TEXTO DE ESTUDO:
------------------------------------------------

Ouço os anestesistas explicarem que farão a sedação tópica, só para ficar mais tranquila. Tudo entra em slow motion. Fico em estado de graça nesse estágio, parece barato, mas não de pinga, não consigo passar por isso à noite e tenho horror a ver ou ouvir a cirurgia, já que tenho trauma de lembrar de luz em cima de mim em mesa cirúrgica e gente de branco nas operadas beeeem baby. Capoto.
Volto com a corda toda, querendo fazer todas as perguntas do mundo, como se não tivesse deixado de ser jornalista. O médico me deixa falando sozinha e vai falar com a tia, a mais espertinha da família, acredita-se. As enfermeiras, sempre elas, humanas pra burro, trazem comida, proseiam. Gozado que há uma aviso para não usarmos adornos, mas acho que nossa necessidade de nos enfeitar é tão inata, que elas têm touquinhas coloridas, floradas, lúdicas. Reclamo deles se aborrescerem com perguntas, critico construtivamente a educação, até que alguém lembra que há três familiares ligeiramente ansiosos do lado de lá. A sensação do olho tapeado é como se despejassem areia antes de por gaze, mas já foi assim nas nas sete anteriores.

------------------------------------------------

DADOS DE ORIGEM:

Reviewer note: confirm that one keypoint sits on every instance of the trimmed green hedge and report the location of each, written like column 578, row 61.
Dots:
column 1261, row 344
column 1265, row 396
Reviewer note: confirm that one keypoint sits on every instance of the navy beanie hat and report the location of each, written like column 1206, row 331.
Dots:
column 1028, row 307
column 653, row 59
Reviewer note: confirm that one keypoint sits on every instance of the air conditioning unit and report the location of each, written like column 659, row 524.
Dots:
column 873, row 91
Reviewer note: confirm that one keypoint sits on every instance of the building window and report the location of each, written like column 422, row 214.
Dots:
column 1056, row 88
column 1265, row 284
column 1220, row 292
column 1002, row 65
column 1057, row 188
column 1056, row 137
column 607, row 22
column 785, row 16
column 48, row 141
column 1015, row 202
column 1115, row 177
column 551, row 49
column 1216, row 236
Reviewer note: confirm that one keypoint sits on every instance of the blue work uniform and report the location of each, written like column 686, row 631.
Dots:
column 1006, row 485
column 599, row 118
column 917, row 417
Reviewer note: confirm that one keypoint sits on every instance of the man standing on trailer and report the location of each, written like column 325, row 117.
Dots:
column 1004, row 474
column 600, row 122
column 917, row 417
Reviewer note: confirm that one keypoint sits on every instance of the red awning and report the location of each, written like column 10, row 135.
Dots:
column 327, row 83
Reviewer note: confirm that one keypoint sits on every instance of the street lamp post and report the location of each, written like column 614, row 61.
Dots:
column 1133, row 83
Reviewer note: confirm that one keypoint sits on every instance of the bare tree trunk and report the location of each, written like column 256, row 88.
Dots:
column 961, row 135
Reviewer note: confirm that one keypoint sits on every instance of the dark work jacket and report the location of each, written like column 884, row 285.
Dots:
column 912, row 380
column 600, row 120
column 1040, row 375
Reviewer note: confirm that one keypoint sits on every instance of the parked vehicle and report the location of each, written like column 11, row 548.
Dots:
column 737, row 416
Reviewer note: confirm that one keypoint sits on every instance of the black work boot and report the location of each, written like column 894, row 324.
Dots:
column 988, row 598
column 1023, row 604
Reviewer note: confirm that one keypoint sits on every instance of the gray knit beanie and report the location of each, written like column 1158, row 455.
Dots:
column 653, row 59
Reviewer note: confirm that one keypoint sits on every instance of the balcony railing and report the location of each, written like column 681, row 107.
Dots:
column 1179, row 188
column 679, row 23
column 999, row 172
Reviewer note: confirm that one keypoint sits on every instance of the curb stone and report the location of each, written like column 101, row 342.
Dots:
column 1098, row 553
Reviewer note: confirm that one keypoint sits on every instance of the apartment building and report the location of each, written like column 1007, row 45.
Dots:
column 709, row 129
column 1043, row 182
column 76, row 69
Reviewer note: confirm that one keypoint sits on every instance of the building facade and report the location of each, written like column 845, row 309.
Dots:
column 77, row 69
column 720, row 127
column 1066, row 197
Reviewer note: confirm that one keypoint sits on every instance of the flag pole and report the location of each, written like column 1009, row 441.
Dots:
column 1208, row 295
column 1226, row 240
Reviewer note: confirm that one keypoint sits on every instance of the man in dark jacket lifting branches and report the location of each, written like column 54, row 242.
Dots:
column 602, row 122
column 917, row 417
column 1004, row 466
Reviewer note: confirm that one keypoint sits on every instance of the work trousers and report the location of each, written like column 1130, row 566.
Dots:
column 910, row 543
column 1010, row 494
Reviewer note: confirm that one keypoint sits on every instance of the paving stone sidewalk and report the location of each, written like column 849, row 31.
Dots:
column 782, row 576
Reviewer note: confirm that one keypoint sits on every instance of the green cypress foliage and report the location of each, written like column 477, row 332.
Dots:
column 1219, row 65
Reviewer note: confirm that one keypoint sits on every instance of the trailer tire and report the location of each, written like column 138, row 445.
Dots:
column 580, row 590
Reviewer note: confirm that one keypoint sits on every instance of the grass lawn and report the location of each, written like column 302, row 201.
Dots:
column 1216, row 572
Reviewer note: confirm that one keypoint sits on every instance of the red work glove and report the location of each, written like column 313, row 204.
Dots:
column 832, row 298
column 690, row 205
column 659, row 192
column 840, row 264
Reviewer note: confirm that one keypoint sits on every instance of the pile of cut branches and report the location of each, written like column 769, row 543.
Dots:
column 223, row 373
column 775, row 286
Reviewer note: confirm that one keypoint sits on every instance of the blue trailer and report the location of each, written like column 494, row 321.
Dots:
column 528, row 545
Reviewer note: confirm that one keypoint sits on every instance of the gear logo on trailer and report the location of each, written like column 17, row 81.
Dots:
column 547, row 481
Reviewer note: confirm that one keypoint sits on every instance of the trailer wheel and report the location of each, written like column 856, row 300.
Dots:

------------------------------------------------

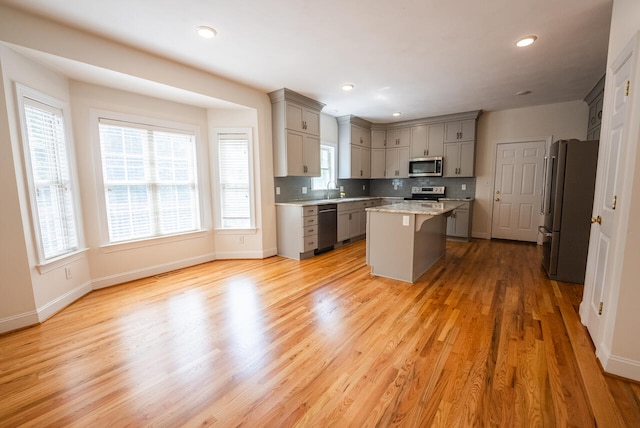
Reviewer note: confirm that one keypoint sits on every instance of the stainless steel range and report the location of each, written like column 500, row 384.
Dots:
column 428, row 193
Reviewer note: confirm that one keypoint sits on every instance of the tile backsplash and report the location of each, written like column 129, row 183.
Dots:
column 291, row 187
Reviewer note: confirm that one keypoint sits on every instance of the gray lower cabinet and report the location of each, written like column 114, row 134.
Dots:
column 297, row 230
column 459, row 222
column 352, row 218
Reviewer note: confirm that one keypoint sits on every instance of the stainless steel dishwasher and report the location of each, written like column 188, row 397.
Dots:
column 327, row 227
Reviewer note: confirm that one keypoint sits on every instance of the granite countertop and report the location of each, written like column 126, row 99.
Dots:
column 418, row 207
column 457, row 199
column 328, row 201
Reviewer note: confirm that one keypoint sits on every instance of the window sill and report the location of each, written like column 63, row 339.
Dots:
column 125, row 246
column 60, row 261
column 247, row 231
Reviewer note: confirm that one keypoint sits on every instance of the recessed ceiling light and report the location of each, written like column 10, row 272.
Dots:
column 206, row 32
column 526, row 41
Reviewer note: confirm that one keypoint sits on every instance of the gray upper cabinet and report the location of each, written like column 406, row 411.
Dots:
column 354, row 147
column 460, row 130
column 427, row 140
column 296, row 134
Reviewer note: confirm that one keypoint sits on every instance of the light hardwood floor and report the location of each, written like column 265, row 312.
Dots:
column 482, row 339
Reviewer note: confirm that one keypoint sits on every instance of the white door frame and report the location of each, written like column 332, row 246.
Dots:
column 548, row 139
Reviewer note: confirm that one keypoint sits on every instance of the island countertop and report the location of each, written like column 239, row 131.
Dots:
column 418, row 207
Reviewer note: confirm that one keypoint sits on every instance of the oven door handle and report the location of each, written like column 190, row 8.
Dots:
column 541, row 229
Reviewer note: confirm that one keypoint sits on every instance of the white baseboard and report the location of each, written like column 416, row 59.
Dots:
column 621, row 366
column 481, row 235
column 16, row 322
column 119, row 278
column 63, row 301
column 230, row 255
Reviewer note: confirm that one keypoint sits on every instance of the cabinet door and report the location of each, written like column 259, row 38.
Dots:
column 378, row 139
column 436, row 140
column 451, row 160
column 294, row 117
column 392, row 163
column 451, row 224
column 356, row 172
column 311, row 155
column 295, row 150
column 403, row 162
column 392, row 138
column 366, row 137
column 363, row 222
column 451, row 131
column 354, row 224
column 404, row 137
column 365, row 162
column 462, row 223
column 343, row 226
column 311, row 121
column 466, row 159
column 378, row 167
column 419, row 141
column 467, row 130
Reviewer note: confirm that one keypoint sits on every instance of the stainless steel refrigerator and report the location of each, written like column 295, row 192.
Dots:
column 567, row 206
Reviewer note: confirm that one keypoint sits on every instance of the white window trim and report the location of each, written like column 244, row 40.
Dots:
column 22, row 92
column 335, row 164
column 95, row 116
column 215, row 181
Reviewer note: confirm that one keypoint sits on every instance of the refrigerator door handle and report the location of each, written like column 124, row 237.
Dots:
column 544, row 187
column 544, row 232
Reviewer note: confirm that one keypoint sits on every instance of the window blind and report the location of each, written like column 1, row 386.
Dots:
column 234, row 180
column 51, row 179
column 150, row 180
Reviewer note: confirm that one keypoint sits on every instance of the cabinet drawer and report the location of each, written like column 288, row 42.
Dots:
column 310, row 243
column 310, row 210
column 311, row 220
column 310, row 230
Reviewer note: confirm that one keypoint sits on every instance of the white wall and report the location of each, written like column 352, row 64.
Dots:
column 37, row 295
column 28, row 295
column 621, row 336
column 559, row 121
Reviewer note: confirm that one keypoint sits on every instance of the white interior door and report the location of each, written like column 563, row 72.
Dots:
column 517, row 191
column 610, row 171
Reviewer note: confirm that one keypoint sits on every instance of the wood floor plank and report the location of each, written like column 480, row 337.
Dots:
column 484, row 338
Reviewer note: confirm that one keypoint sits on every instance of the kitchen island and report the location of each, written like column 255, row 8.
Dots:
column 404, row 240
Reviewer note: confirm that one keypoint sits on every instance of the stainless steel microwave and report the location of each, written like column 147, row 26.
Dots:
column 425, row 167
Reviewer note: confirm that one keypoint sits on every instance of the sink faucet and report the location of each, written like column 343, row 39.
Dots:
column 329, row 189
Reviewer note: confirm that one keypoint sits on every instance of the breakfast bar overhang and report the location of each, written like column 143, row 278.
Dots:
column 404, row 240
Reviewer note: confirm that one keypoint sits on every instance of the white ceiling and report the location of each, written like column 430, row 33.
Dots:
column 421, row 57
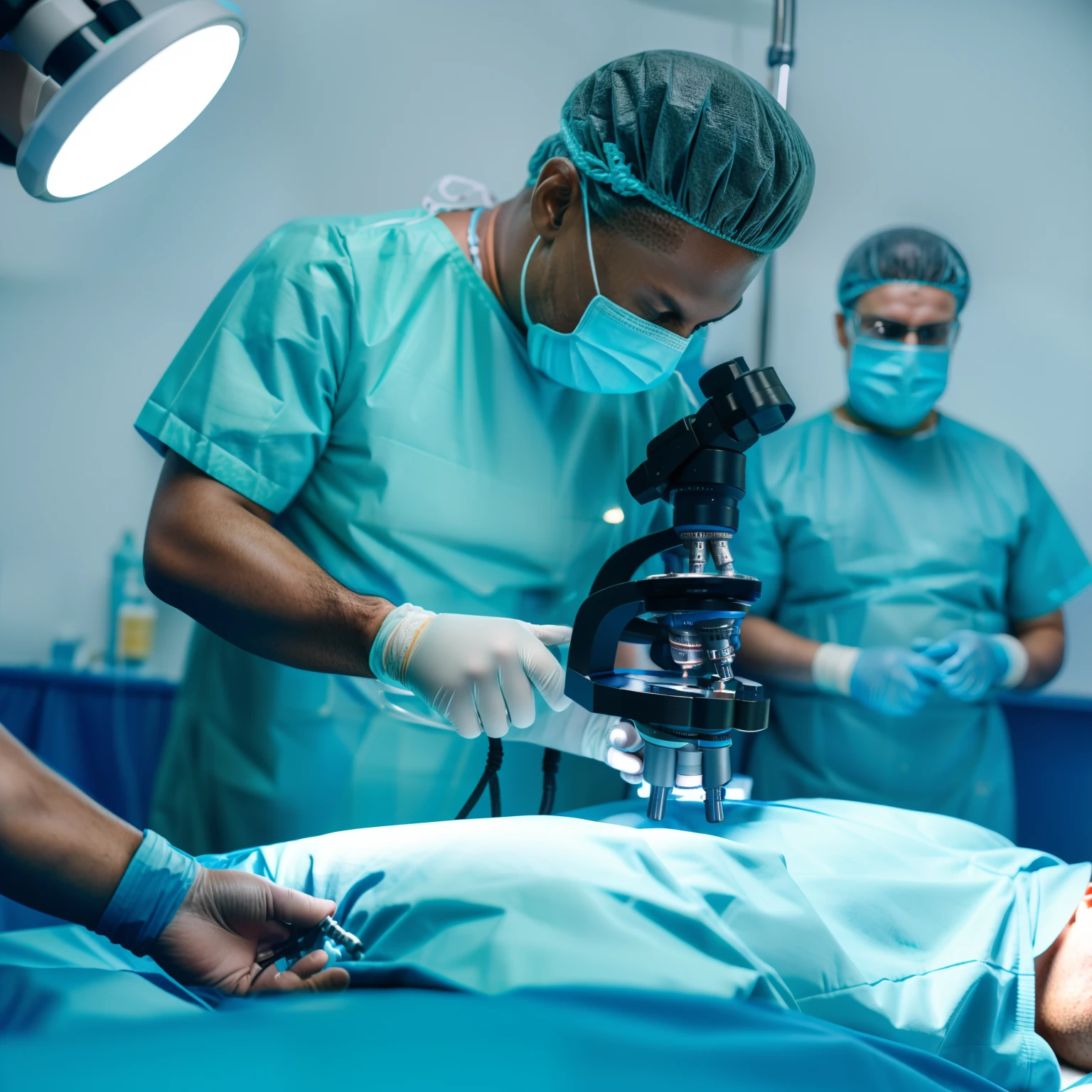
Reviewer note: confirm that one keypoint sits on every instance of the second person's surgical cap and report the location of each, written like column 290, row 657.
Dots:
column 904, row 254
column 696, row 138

------------------------------------------------

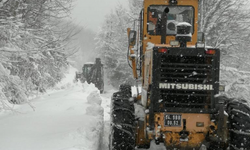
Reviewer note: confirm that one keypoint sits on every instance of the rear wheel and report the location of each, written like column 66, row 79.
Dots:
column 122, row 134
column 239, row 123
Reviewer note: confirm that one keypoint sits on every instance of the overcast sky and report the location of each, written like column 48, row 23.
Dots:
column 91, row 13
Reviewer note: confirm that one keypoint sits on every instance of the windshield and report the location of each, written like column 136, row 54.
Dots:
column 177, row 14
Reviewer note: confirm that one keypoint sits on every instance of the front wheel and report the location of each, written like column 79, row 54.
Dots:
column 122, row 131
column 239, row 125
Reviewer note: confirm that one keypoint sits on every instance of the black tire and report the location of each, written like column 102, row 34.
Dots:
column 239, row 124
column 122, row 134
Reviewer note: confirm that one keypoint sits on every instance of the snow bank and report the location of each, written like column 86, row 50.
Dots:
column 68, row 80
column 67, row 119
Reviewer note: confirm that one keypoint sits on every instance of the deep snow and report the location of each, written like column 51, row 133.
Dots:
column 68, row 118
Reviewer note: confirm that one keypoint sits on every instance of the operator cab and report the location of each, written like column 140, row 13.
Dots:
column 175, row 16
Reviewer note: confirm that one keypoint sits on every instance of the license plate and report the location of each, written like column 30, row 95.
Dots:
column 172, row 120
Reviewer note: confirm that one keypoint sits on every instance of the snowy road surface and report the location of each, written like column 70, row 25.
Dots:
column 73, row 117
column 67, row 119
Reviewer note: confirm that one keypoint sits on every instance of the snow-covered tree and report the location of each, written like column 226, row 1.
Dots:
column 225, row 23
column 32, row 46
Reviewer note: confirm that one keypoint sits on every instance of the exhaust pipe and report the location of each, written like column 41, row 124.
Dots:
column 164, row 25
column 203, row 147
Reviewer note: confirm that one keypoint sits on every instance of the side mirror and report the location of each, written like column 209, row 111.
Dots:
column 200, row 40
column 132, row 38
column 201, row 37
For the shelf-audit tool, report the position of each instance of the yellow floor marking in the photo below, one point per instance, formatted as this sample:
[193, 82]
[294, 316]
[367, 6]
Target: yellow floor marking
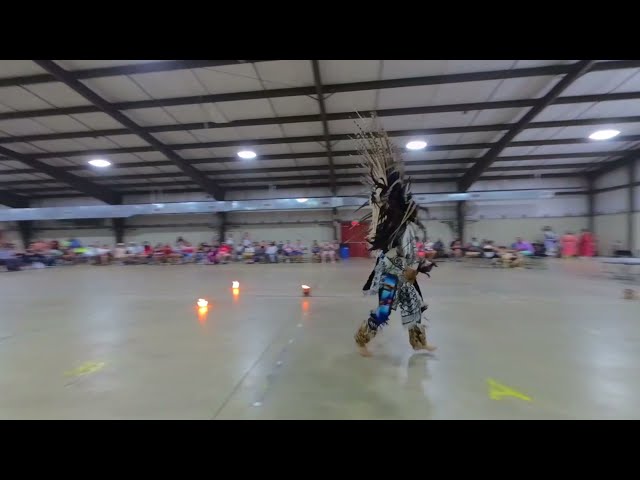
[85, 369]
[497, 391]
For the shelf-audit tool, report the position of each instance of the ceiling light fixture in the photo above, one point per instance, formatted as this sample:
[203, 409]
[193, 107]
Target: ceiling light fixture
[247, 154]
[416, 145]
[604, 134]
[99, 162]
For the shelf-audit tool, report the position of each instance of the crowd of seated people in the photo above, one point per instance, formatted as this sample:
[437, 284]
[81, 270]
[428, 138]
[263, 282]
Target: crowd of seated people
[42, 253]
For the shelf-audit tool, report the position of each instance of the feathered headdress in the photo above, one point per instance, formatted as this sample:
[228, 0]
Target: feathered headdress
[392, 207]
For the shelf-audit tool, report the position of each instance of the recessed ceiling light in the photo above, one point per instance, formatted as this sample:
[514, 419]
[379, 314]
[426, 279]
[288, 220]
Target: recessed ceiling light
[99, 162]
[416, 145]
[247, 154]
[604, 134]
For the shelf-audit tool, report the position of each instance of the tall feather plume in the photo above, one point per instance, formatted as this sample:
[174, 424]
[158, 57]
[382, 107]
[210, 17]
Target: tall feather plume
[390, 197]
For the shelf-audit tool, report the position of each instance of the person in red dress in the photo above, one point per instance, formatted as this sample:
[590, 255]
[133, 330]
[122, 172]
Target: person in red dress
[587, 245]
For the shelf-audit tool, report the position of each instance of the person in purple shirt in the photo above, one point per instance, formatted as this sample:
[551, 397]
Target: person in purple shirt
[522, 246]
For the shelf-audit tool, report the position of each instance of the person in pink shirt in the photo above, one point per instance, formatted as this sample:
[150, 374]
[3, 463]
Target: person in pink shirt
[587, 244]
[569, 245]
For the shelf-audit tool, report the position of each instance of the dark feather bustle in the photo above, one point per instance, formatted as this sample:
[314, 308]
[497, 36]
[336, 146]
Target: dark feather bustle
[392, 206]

------------------------------------------------

PERGUNTAS:
a. No relato da cirurgia, que tipo de sedação os anestesistas dizem que vão fazer?
b. Por favor, transcreva do relato da cirurgia todo o trecho desde "Volto com a" até "nas sete anteriores.".
c. Prossiga o relato da cirurgia a partir do ponto em que ele termina.

RESPOSTAS DO EXERCÍCIO:
a. Sedação tópica.

b.
Volto com a corda toda, querendo fazer todas as perguntas do mundo, como se não tivesse deixado de ser jornalista. O médico me deixa falando sozinha e vai falar com a tia, a mais espertinha da família, acredita-se. As enfermeiras, sempre elas, humanas pra burro, trazem comida, proseiam. Gozado que há uma aviso para não usarmos adornos, mas acho que nossa necessidade de nos enfeitar é tão inata, que elas têm touquinhas coloridas, floradas, lúdicas. Reclamo deles se aborrescerem com perguntas, critico construtivamente a educação, até que alguém lembra que há três familiares ligeiramente ansiosos do lado de lá. A sensação do olho tapeado é como se despejassem areia antes de por gaze, mas já foi assim nas nas sete anteriores.

c.
Volto pra casa implorando pela minha gata por perto, eles são tão terapêutcos e não pulam desgovernados em cima de nós, como os cachorros, mas a levam para minha tia, PhD em estragar felinos. Nos meus pais a ordem é repouso, ficar de barriga para o ar, mas negocio cachês e agenda deitada. Penso que para que aquele medico novinho me corte bem, ele treinou nos sem opção do SUS e me compadeço. E essa veia fanfarrona, que os anestesistas pegavam e ela sambava! Os colegas mandam sair do celular, mas o médico doido pra cortar mais um já tinha falado que se ficasse online, só não enxergaria a contento, mas também não desestabilizaria nada.
Cuidar de um pepino congênito é se acostumar às rotinas mais assustadoras: ser picotadas de tempos em tempos, anestesista tentar falar contigo na hora do rooonc, amigos e familiares meio pé atrás com a melhora e você fazendo e acontecendo pra dar perdido no ensaio de nervoso. Contanto que não me lembre mais de ninguém falando do meu quadril na maca cirúrgica, de luzes grandes em cima de mim e homens assustadores de branco, colaboro. Ao contrário das grávidas que temem estourar a bolsa, tenho medozinho dessa bolha do olho também se partir qualquer dia desses, mas faço de conta que não é comigo. Fazem um buraco controlado no meu olho, explicou uma médica amiga da minha mãe. Mais ou menos né doutora? A pressão sempre foi contida para não subir muito, só que nos últimos tempos ela só despenca! O olho vira uma uva passa assim, tem que estabilizar na unha de novo... E depois essa senação de meia pria de Ipanema na córna. Os pontos, ah, os pontos. Talvez tirem mais uns, só que no laser a gente até fica mais "de boas". Nessas sempre me pergunto: como é que alguém entra na faca deliberadamten?